◆ **About this exercise**: Look below. Copy each line that has "icicle" in it.

(Natural language region descriptions)
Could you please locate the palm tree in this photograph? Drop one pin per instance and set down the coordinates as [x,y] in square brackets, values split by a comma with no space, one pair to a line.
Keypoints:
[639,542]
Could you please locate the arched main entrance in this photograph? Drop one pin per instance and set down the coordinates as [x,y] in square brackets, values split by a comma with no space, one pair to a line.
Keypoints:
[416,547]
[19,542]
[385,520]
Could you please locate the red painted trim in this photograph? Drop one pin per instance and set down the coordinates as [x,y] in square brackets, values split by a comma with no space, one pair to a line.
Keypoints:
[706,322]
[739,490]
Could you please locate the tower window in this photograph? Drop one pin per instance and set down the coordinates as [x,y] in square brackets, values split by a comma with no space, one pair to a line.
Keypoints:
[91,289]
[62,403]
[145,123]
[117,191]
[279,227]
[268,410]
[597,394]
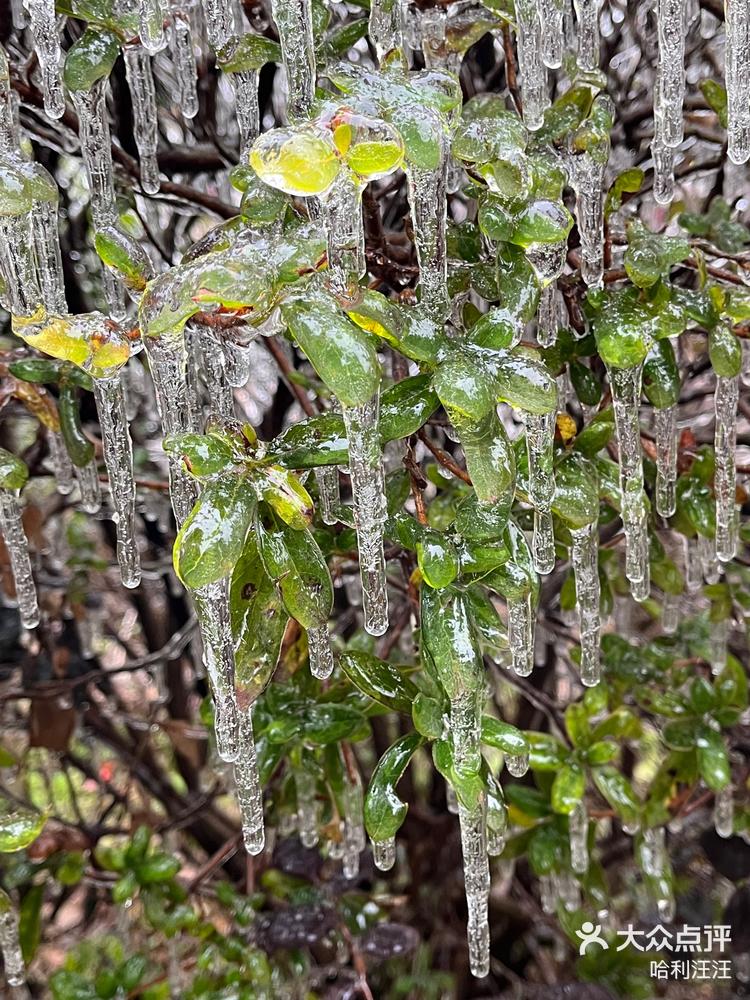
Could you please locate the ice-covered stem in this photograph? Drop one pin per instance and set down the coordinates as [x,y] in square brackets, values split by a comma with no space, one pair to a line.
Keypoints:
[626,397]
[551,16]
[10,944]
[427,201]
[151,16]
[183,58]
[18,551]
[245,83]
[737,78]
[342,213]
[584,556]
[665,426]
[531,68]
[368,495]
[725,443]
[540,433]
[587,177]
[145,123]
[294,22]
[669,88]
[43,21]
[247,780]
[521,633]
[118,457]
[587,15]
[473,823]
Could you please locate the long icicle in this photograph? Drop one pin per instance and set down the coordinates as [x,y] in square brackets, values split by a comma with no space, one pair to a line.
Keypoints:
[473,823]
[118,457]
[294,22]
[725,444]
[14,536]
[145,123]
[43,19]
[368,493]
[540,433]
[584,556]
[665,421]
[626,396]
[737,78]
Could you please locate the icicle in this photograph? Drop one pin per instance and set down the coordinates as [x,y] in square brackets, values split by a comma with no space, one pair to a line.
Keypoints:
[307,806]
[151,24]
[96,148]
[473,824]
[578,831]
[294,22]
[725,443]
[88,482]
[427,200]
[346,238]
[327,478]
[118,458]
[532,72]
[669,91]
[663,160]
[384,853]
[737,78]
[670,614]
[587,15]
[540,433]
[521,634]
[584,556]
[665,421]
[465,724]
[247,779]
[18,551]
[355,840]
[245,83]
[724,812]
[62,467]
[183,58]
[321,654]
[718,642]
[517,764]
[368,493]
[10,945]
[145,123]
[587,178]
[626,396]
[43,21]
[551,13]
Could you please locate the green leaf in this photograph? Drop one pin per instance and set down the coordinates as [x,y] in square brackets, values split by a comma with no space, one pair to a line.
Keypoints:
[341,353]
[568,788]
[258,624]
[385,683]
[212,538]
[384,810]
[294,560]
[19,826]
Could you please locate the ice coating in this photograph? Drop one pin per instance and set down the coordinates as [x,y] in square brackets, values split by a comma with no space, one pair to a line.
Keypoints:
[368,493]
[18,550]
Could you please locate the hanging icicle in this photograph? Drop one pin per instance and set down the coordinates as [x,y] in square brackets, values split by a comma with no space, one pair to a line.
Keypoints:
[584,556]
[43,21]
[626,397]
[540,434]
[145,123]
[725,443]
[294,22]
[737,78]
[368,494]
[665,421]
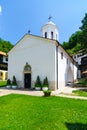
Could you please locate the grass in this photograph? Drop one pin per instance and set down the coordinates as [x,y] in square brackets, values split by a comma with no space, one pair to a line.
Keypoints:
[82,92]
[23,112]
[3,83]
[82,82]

◆ **Reply to the exercise**:
Could you please locate the long icicle in this photograph? Drop one pin per instance and set down the coordinates as [x,y] in square brackets, values split by a comma with no space, one pair to a line.
Could you please locate the icicle in this photograph? Drop one pin per instance and set down the coordinates as [x,y] in square brackets, values split by a comma with no space, one pair to a line.
Could you please locate the hanging icicle in this photograph? Drop one pin per instance and set down the coordinates as [x,y] in square brackets, values split by a comma with no space, one pair to a line.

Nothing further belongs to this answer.